# WRITTEN REQUEST
Count the lines in the entries below that contain the string "rocky". Reply with the number alone.

# STORED RECORDS
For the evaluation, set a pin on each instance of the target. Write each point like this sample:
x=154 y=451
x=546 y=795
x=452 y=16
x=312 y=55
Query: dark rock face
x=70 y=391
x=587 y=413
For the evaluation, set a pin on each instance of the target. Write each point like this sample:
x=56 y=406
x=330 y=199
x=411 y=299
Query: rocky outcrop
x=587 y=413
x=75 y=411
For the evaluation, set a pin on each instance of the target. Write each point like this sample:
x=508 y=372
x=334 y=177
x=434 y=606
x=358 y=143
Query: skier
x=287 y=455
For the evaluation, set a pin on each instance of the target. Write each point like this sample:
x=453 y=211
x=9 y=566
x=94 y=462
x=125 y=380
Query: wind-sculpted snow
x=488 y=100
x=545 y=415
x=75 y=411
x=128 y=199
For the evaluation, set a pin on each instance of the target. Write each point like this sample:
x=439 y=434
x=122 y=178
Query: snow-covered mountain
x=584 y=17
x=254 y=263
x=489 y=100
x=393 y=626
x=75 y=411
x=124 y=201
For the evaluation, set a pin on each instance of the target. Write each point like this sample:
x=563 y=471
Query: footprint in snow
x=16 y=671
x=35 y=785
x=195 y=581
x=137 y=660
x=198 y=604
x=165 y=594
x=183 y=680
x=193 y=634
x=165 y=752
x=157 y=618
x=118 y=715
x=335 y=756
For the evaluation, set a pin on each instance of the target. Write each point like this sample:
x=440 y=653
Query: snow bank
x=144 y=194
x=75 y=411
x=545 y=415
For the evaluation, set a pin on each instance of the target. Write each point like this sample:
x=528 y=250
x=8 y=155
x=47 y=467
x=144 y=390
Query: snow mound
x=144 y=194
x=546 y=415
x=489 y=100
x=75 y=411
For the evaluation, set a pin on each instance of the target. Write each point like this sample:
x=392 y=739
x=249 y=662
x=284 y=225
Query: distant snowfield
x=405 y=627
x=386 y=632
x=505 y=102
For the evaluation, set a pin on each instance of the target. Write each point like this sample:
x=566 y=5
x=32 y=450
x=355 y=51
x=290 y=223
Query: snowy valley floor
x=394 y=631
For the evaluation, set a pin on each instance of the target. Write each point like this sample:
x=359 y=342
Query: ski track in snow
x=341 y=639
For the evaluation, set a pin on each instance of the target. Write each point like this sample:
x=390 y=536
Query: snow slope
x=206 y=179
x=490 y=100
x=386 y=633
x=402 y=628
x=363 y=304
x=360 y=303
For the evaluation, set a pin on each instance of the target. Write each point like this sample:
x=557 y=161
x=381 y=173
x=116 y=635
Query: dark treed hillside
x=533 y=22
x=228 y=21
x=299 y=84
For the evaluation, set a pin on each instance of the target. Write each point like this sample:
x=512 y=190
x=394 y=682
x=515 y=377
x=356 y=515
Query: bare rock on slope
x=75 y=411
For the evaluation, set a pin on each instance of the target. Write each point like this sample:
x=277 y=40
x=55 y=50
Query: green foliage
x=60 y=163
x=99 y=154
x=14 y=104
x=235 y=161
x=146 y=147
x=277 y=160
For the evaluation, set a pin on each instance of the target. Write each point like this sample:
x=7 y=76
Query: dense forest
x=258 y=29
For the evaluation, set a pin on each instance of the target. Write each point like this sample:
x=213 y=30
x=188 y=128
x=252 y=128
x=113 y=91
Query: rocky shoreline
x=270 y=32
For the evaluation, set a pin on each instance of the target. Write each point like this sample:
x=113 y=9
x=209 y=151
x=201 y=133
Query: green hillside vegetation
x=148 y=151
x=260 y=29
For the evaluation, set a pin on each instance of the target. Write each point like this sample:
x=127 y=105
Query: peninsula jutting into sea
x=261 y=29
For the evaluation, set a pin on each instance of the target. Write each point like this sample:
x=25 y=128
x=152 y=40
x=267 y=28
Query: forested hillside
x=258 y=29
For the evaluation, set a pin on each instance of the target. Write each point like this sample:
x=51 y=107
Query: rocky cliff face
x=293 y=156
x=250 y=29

# CORRECT RESPONSE
3